Disadvantages of using very large batch size

garfieldchh · November 3, 2018, 3:19pm

Hello,

Just a general question about negative effects of large batch sizes.

Positive points about large size based on my newbie understanding:

Large batch seems to allow larger learning rate and faster convergence and there are less number of batches so the training is faster.

Question:

What are the negative effects? Is it advisable to have batch size of 10,000 if the memory can fit the data ?

dalupus · November 4, 2018, 1:13pm

I think the main disadvantage is that it the parameters are only updated after each batch.
So say you have 1k images and a batch size of 100.
The parameters will be updated 10 times over the course of 1 epoch.
If you were to set it to something like 500, then the parameters would only get updated twice, making it take longer to get to good values.

cadolphs · November 5, 2018, 9:04pm

I don’t think it’s as simple as that.

Jobs:
**A)** From the batch size thread, extract the passage from "So say you have" up to and including "to good values.".
**B)** In the batch size thread, how many times are the parameters updated over one epoch with 1k images and a batch size of 100?
The entries that follow come from a separate source, not from the batch size thread.

(Source data)
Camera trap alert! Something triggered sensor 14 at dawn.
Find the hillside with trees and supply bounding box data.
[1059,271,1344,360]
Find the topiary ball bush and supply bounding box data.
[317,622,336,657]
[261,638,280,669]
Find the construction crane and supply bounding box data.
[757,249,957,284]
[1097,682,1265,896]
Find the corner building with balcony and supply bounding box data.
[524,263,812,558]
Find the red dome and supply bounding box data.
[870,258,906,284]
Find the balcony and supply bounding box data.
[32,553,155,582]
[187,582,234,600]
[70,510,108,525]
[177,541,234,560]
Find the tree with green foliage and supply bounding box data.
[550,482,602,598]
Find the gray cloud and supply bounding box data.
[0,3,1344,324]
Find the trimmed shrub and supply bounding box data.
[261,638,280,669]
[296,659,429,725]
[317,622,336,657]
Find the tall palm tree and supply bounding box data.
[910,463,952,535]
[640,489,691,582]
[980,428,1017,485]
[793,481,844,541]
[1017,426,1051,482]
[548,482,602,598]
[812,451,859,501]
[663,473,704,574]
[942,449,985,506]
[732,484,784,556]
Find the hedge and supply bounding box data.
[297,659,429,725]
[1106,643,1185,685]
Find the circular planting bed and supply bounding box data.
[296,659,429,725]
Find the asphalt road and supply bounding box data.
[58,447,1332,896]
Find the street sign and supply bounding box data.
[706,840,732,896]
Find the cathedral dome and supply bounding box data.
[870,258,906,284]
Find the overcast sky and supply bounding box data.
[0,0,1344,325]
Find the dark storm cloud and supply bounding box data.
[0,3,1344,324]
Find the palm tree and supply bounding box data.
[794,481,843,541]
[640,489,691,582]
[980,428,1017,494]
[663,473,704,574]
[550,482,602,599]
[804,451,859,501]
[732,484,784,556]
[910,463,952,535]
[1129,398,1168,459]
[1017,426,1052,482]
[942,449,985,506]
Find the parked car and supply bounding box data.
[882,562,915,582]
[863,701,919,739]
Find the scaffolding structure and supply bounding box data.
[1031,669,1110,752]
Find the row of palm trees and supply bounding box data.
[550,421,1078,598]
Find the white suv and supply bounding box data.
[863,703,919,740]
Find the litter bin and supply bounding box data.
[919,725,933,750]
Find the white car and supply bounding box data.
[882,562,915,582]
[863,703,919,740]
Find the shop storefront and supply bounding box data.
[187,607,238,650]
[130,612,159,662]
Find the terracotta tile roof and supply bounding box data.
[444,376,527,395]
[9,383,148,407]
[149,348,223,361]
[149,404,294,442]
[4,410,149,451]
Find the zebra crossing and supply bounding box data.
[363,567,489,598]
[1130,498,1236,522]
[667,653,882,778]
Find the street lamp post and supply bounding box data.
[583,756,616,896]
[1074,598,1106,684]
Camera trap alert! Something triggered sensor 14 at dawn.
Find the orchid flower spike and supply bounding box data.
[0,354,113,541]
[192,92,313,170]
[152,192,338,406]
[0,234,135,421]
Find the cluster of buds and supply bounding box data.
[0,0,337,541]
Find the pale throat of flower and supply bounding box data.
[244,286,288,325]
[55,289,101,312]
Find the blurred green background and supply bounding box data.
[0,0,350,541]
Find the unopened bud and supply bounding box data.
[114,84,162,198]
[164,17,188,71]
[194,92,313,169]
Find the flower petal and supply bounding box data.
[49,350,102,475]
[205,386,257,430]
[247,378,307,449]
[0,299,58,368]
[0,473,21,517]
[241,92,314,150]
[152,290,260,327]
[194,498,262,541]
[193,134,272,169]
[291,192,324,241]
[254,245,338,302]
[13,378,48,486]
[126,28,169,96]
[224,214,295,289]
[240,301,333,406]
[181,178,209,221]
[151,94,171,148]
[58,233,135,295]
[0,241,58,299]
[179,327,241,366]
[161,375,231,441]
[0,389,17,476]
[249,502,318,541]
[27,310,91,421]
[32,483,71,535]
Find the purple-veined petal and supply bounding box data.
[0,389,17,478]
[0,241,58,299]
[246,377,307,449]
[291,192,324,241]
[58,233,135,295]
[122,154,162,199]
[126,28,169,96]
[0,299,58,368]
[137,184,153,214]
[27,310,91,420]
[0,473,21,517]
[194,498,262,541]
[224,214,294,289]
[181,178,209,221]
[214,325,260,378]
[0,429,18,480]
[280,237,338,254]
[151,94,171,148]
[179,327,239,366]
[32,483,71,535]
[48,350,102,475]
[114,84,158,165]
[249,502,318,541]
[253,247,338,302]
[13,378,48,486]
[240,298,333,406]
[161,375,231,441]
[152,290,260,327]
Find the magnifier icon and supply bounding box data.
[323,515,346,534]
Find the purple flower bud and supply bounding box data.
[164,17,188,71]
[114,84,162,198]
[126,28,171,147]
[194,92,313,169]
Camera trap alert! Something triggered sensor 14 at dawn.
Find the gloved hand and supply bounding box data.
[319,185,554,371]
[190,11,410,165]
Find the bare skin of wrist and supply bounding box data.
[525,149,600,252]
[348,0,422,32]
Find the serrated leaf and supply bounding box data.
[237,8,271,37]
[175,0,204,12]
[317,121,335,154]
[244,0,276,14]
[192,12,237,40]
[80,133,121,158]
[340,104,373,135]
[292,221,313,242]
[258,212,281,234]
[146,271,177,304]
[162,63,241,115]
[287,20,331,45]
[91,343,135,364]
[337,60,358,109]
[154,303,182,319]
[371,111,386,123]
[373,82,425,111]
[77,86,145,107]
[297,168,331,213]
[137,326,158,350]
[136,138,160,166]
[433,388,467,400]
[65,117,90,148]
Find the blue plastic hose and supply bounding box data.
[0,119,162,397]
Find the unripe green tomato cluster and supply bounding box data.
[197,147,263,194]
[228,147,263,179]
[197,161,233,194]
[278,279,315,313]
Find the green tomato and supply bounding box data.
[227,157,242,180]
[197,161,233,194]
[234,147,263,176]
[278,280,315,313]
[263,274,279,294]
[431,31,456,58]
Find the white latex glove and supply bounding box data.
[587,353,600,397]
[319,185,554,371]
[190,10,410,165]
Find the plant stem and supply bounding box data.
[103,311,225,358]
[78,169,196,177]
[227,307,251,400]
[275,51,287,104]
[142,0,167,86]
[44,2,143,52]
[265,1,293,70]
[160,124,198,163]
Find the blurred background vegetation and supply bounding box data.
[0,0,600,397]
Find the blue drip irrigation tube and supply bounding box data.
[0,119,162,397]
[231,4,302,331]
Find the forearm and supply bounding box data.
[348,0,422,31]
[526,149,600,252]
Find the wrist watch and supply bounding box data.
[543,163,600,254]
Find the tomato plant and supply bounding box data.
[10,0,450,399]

Answers for the tasks:
**A)**
So say you have 1k images and a batch size of 100.
The parameters will be updated 10 times over the course of 1 epoch.
If you were to set it to something like 500, then the parameters would only get updated twice, making it take longer to get to good values.

**B)** 10 times.